> _Excerpts from a point labeling dataset_
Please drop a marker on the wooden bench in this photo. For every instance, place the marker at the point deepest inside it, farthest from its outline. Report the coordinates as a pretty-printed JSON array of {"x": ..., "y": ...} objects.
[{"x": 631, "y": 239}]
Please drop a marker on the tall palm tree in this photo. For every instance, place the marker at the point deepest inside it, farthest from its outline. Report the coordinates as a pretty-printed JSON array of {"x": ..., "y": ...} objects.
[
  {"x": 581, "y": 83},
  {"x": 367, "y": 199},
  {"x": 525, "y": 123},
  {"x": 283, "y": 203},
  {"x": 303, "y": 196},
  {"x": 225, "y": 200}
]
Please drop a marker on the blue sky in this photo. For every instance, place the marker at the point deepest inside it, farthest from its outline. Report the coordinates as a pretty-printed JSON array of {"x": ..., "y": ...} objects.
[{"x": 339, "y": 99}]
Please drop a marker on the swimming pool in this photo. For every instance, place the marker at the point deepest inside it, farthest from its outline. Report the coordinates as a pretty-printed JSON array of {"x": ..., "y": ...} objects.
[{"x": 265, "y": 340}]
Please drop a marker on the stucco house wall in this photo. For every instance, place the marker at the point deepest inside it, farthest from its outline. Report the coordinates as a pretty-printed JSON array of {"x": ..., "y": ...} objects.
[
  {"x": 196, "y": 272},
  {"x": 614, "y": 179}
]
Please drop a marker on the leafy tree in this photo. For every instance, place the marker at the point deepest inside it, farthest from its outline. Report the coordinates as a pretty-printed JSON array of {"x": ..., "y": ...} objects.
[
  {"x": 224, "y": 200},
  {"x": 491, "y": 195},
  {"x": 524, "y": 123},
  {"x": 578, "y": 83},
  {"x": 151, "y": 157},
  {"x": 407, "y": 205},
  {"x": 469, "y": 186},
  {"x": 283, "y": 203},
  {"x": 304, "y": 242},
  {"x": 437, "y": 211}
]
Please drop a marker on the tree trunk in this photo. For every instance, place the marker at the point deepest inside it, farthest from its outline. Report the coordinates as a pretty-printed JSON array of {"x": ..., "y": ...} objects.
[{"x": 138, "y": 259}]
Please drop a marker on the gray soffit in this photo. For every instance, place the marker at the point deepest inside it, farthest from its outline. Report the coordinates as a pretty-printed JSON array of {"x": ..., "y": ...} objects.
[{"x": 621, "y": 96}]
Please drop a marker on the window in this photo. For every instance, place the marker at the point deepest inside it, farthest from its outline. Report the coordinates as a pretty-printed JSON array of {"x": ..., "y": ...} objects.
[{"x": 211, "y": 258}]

--

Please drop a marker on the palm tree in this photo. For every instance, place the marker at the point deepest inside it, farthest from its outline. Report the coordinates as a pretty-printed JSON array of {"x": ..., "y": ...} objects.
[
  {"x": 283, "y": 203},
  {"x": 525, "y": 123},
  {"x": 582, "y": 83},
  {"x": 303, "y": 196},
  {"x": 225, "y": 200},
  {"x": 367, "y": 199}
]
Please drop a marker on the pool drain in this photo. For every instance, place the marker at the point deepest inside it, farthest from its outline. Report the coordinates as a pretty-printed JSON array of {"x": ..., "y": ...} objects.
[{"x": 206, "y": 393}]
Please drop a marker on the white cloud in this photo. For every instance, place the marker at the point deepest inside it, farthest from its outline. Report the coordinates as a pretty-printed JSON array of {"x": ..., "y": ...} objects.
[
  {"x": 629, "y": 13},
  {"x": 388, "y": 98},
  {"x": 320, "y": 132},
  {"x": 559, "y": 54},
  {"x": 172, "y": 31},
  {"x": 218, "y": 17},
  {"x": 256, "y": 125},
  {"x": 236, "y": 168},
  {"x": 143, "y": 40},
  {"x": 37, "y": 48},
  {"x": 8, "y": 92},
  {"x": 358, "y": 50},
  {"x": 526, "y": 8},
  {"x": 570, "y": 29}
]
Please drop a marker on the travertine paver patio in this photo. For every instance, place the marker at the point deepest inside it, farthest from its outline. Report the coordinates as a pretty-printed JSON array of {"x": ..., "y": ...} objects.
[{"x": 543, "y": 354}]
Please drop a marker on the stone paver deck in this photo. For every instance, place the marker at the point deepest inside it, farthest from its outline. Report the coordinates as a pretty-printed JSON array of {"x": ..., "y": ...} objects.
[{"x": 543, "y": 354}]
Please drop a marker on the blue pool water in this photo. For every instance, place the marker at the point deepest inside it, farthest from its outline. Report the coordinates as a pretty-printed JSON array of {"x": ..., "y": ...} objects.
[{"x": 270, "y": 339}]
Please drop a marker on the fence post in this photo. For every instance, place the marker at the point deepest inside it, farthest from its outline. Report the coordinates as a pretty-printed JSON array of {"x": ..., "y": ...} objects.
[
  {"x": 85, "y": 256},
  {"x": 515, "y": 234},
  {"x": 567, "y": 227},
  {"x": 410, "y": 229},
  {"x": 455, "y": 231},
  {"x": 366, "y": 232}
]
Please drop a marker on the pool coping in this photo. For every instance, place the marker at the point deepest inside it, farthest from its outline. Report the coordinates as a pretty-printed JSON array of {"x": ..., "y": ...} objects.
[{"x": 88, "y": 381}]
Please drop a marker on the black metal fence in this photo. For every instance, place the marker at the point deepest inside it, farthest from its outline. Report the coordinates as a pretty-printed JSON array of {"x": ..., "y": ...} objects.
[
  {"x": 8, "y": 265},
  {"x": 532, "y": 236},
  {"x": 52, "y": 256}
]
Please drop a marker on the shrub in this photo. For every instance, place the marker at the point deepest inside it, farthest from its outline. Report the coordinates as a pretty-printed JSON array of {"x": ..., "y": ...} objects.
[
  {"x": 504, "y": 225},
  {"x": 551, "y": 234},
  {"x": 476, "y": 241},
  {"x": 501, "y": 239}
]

> _Task details_
Count the lines of the records above that contain the string "wooden", treating uppercase and lowercase as different, and give only the number.

> _Task output_
1